* **Prompt 1**
In the text on CR in hospital radiology, in what year did Port Huron Hospital first deploy its CR equipment?
* **Prompt 2**
Continue the text on CR in hospital radiology from the point where it stops.

Although CR allows entry into the digital realm for a fairly reasonable cost, purchase price isn’t the only factor fueling its growth. An appealing feature of CR is its suitability for addition to equipment a hospital already owns.

“We’ve been able to use the x-ray systems we have in place without having to retrofit existing rooms,” says Cindy Klieman, radiology administrator at Port Huron Hospital in Port Huron, Mich.

Her 186-bed facility first deployed Fuji-film CR equipment in 1994 and she says they have been extremely pleased with the quality, value and versatility of the technology over the past 14 years.

“It’s a very reliable workhorse for all our general radiography requirements,” she says. “It’s easy to use, has been integrated into all our x-ray areas, and provides high-quality images.”

Both CR and DR have the capability to consolidate x-ray rooms, achieve greater throughput to meet high-volume needs, improve image quality and reduce retakes, help mitigate the problem of lost films, and be an integral part of the digital diagnostic imaging record.

“The CR product was the most effective way for us to take a step into the digital world,” says Richard Wendt, director of radiology at St. Anthony Hospital in Gig Harbor, Wash., part of the Franciscan Health System and the Denver-based Catholic Health Initiatives.

* **Data records**
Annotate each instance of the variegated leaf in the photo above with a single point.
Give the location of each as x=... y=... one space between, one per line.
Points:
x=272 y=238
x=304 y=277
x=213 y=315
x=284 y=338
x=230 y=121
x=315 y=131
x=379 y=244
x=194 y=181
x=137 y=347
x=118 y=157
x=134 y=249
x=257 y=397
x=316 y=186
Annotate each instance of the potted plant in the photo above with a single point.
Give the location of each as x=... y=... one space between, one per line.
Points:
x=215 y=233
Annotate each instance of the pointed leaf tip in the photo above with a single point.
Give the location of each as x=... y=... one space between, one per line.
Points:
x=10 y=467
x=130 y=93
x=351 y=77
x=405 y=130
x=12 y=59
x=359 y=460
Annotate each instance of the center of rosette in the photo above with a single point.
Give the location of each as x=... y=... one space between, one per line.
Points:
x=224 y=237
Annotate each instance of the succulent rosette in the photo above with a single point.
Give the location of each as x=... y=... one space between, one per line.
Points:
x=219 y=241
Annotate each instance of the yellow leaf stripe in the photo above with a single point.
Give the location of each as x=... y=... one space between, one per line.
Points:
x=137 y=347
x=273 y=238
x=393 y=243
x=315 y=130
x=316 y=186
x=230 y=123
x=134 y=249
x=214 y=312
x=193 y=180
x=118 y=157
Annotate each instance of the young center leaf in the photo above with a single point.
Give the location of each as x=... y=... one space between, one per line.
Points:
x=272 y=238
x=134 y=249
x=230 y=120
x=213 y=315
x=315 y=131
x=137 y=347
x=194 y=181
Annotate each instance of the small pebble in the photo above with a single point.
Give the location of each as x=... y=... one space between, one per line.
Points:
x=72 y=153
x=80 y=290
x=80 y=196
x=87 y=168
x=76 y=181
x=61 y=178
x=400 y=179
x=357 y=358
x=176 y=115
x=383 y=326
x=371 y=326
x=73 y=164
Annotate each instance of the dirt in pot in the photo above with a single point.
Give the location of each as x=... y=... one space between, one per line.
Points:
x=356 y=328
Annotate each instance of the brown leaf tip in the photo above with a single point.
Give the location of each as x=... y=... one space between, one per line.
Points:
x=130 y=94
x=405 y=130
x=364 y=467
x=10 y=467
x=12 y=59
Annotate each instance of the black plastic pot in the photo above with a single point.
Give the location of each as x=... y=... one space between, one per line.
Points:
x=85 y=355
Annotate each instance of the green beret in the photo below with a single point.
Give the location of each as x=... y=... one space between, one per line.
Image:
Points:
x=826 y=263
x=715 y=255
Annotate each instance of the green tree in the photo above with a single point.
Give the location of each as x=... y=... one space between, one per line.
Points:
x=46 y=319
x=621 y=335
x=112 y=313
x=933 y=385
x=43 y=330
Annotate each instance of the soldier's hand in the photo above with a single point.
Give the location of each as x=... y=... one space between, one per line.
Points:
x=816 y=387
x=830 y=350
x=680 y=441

* **Output 1**
1994

* **Output 2**
Wendt introduced the Konica-Minolta CR line to his department at St. Francis Hospital in Federal Way, Wash., and reported that it was a seamless transition.

“Our technologists were used to working with film cassettes, so the workflow didn’t have to change at all; between the cost and the workflow issue, those were the big reasons we chose to go with CR rather than changing our rooms out for DR,” he says.

Klieman noted that the technologists at Port Huron were equally happy with the deployment of CR.

“From a technologist perspective, the CR technology was received with open arms; everyone was very willing to stop going into the darkroom to process images,” she says. “All our technologists were thrilled with CR.”

Both Wendt and Klieman say they are pleased with the benefits of CR at their respective institutions—decreased repeat rates, increased throughput and productivity and better quality images.

In general, the basic radiographic principles for CR are the same as for conventional film-screen x-ray. There is a learning curve as systems move from conventional film to digital, but it wasn’t intensive or complicated, according to Wendt and Klieman.

Dose creep, where a technologist slightly increases radiation dose to acquire a “better” looking image, cropped up in some instances, the managers report. However, each CR manufacturer’s software system allows for a review of the technique used to acquire each exposure—which has allowed for dose creep to be detected and corrected with the offending technologist.

“We really honed our technique for sensitivity (S) value optimization,” Wendt says. “All the fine-tuning of our technique was done in consultation with our radiologists; it was a team effort devoted to turning out the best quality product at the lowest possible dose.”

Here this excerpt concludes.